Give again, word for word, the lines below, starting at the line that contains "of the evergreen" and stopping after the final line, with both of those lines included.

_ _ _ _

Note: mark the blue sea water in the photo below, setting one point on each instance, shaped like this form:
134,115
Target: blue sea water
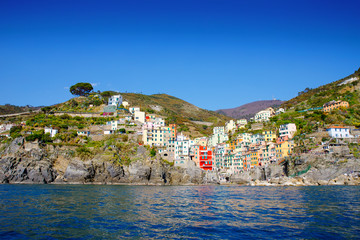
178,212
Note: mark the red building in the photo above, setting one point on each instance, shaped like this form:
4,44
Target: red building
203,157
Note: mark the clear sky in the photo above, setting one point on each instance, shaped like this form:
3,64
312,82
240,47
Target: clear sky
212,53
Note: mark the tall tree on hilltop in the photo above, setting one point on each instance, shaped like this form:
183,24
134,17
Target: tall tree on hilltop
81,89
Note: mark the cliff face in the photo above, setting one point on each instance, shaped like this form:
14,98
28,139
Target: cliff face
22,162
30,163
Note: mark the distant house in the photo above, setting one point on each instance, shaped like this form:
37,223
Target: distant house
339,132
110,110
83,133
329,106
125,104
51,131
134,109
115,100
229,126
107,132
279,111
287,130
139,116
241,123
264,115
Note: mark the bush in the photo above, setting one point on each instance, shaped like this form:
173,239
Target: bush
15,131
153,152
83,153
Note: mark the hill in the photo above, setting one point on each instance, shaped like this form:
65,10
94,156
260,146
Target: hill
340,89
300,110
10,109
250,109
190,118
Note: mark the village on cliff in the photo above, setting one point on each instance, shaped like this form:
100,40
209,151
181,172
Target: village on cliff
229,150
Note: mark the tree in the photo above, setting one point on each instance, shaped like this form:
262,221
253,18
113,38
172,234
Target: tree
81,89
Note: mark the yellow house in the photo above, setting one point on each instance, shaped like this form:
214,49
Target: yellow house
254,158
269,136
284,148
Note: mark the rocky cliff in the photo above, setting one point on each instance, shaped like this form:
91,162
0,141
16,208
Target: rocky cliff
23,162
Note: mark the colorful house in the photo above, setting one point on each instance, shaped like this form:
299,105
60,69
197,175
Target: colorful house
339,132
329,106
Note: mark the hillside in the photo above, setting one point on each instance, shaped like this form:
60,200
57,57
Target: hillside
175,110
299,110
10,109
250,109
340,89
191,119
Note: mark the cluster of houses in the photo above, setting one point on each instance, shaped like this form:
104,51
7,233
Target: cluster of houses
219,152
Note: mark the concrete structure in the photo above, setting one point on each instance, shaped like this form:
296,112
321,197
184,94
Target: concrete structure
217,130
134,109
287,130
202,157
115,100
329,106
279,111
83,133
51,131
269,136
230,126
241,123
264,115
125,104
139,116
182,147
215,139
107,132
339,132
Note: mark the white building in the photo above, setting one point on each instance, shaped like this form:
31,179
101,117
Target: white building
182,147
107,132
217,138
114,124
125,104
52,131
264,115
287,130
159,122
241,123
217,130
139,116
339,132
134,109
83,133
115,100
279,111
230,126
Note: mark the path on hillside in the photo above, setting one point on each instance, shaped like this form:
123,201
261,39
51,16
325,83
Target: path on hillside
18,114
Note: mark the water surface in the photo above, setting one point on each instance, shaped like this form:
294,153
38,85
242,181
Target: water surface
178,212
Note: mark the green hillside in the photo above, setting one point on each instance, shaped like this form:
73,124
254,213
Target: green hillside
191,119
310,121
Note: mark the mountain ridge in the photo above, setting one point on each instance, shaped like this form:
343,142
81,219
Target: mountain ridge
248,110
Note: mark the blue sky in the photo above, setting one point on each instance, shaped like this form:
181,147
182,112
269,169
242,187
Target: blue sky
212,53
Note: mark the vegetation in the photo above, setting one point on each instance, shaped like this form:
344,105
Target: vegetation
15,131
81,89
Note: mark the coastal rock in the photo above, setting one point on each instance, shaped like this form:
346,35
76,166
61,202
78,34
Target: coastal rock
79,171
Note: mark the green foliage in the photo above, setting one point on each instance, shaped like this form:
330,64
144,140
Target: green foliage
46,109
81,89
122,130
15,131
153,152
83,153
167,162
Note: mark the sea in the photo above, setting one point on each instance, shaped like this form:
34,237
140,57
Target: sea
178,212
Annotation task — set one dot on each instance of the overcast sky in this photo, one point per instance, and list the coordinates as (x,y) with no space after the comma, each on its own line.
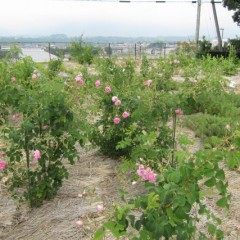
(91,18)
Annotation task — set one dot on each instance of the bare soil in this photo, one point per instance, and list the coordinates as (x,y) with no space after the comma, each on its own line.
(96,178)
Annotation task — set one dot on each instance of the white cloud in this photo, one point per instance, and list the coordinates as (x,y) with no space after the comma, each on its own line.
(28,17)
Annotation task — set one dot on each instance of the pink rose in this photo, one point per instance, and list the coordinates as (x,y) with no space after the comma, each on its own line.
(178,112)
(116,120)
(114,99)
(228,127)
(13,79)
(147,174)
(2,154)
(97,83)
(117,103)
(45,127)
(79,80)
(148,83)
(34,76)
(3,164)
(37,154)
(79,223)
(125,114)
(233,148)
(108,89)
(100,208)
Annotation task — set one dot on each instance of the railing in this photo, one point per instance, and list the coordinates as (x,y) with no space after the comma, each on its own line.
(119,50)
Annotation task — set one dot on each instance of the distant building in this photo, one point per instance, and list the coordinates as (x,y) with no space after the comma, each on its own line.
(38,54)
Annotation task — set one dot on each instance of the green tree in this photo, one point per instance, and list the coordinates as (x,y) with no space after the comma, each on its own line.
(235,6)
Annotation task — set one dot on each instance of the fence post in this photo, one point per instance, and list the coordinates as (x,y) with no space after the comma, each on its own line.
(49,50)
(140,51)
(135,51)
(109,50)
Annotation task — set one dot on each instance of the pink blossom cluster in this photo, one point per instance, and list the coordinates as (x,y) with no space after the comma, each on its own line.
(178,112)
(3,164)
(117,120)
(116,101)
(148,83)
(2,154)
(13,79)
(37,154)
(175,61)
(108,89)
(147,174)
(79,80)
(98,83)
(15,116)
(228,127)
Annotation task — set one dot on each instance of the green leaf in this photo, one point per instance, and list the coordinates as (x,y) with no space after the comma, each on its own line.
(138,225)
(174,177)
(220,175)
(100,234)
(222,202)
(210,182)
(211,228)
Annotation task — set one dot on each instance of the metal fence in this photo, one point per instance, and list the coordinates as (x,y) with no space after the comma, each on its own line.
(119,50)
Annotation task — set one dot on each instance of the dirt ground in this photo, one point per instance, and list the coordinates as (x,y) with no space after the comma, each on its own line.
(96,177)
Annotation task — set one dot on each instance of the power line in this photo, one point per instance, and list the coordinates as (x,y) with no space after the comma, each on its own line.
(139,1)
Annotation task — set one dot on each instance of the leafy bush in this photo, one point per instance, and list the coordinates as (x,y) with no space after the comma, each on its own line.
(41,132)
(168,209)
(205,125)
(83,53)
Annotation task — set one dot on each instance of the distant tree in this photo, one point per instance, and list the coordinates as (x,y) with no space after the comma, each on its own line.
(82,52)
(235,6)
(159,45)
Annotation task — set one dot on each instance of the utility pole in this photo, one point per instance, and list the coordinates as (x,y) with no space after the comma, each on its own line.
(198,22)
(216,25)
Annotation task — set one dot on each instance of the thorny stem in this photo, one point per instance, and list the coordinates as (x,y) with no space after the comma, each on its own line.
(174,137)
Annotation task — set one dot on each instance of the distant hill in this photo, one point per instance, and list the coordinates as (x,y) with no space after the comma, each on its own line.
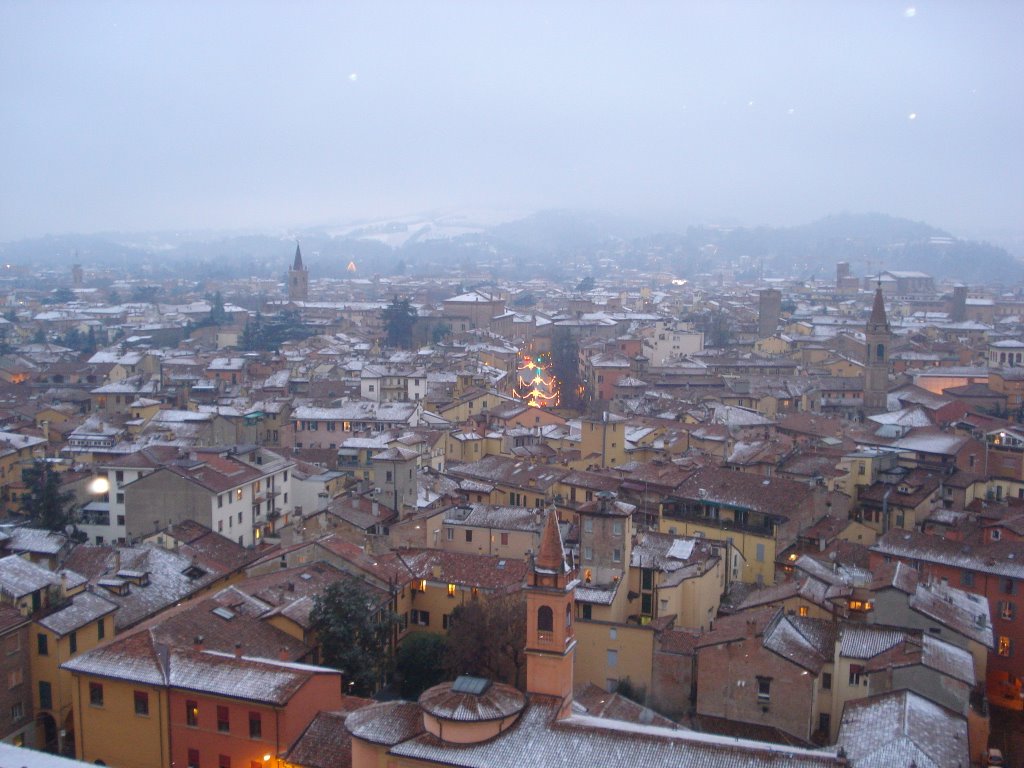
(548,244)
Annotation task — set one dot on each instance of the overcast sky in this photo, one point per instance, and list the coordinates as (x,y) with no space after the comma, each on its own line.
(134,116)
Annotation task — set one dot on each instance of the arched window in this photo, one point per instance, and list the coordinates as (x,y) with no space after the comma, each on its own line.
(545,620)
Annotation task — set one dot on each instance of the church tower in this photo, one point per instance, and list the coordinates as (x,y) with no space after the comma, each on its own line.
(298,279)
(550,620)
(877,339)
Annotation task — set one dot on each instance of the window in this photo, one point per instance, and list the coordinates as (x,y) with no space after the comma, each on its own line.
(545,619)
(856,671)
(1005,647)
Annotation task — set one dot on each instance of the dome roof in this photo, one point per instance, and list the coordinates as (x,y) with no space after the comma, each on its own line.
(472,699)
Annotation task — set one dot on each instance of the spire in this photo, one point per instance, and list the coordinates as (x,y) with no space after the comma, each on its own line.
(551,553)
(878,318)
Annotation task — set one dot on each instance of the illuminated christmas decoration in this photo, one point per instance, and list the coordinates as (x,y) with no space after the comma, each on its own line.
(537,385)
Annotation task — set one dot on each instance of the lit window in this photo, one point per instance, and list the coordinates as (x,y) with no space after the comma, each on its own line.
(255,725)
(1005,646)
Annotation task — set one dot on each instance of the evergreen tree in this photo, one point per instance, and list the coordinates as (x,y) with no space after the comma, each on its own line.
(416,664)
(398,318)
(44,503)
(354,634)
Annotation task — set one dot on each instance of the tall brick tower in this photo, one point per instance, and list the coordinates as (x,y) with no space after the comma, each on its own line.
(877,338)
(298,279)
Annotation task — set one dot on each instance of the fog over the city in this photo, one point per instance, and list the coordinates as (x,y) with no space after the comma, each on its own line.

_ _ _ _

### FULL SOLUTION:
Annotation task — set one dot on each instance of the evergreen tree in this photo, one point per instance, and list the coordinates as (x,y) with no space after the comma, each on its own line.
(416,664)
(398,318)
(44,503)
(354,634)
Annotation task — set one dot on each instance of the tall brick tower in this photo, one point per instance, and list the coordinates as (x,y) with no space after the comma, each on its own line.
(877,338)
(298,279)
Annotation task — set one dot on each instance of the fog over the city in this photo, one point per instance, and list the coordinates as (x,y) with no space after the comma, each on its own line.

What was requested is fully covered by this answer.